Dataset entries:
----------

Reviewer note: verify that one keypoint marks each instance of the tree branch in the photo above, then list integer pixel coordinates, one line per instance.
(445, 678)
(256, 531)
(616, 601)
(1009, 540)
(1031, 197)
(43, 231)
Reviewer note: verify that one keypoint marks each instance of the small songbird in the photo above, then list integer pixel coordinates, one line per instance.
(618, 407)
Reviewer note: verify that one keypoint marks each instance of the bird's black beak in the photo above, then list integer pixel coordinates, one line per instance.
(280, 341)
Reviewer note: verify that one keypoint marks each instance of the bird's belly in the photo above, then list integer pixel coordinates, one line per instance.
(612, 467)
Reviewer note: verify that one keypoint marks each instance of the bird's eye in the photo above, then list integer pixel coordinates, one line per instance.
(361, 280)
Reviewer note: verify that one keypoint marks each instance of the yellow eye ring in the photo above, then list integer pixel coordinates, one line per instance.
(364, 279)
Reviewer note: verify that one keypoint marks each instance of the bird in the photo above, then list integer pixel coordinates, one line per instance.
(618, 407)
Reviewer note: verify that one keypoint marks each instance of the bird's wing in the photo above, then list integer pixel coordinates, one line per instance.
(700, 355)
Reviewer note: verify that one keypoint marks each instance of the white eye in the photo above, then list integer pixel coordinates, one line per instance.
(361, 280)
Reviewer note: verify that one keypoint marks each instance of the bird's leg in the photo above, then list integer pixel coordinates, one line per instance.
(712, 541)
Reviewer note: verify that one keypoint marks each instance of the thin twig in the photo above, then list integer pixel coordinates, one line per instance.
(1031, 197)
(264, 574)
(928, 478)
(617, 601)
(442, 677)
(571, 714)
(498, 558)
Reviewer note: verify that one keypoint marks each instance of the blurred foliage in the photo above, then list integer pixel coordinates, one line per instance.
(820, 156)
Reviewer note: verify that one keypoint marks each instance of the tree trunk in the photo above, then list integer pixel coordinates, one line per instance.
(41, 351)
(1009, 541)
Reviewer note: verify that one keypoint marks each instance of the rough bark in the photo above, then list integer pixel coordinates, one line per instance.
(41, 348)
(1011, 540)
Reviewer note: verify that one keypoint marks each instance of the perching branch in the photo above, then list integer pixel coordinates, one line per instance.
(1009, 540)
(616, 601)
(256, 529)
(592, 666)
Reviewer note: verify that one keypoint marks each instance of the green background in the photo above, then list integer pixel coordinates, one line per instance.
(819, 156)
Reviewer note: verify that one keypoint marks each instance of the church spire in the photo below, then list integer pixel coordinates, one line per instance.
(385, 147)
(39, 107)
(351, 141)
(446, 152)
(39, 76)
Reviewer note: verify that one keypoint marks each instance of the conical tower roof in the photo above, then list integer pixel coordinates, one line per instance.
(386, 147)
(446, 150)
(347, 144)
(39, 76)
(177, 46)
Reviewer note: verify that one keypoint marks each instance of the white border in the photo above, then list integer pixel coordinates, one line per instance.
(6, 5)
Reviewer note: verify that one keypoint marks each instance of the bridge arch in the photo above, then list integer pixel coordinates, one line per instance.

----------

[INSTRUCTIONS TO FOLLOW] Write all the entries out again exactly as they are.

[ANSWER]
Reviewer note: verify that one keypoint marks each instance of the tree branch in the photo above, then list integer pixel coordinates, one line per instance.
(445, 678)
(256, 531)
(616, 601)
(1009, 540)
(1031, 197)
(43, 231)
Reviewer note: verify that one keypoint marks each instance of the small songbird in the photo above, then list integer pixel coordinates, one line per instance.
(618, 407)
Reviewer note: verify that one keypoint marks each instance of the bird's black beak in the photo above, then list integer pixel coordinates, one line per instance.
(280, 341)
Reviewer note: verify that one keypoint marks each instance of the bird's belly in the photo above, then list integer pixel coordinates, one line per instance.
(612, 467)
Reviewer note: verify that one keypoint marks each instance of the bird's eye in the photo above, then list integer pixel coordinates, one line per instance.
(361, 280)
Reviewer note: verify that one keypoint marks each instance of the yellow eye ring in the photo above, then list integer pixel coordinates, one line per instance.
(364, 279)
Reviewer note: verify that one keypoint marks each instance of the bird in the photo above, then list integer pixel coordinates, one line per instance.
(618, 407)
Reviewer note: verify that one keypoint marks each instance of the bird's wing in the photo above, then list integer pixel coordinates, one line per instance.
(700, 355)
Reviewer note: verify that one keypoint marks each instance of the white eye in the photo above, then list integer pixel coordinates, one line per instance.
(361, 280)
Reviewer note: verify that one keypoint marks each instance of the bird's leg in the photo above, then list integer pixel coordinates, one line per instance.
(712, 541)
Reviewer note: verify that one keypoint marks each instance of the thin twig in the photo above, then list integer pixel coordinates, one line per instance.
(1031, 197)
(264, 574)
(928, 478)
(617, 601)
(442, 677)
(571, 714)
(498, 558)
Reviewer note: verify that one keypoint marks each instance of the blurred foliage in the photo above, then list integer pixel coordinates, one line per instance.
(820, 156)
Reviewer note: verify that one keypoint marks each instance of the tree trunk in the photo above, then list integer pixel coordinates, one line per instance.
(41, 351)
(1009, 541)
Reviewer note: verify that one keypoint marks each instance of the rough bark in the photo above, then list integer pixel coordinates, one line per instance.
(41, 348)
(1011, 540)
Reviewer note: verify that one keypoint marks each instance of the perching branch in the photo above, then list integer pixel coordinates, one line per instance.
(1009, 540)
(616, 601)
(256, 529)
(592, 666)
Reviewer note: verify that one keypoint marks each instance of the green background in the photo above, then list integer pixel coordinates, one line per instance.
(819, 156)
Reviewer note: verify that one keypoint marks each instance of the church spire in the photo below, then list integer pixel coordinates, one line per instance.
(385, 147)
(39, 107)
(351, 141)
(446, 152)
(39, 76)
Reviewer note: verify that one keypoint marks each instance of the conical tower roof in the photo above, then list integer pixel coordinates, one line per instance.
(386, 147)
(446, 150)
(347, 144)
(39, 76)
(177, 46)
Reviewer note: verify that one keypoint marks each instance of the white border in the photo above, then list integer pixel coordinates, one line per instance.
(6, 5)
Reviewer note: verify that one keypoint marks each instance of the bridge arch in the photo above, then list integer pixel coordinates, one line per instance.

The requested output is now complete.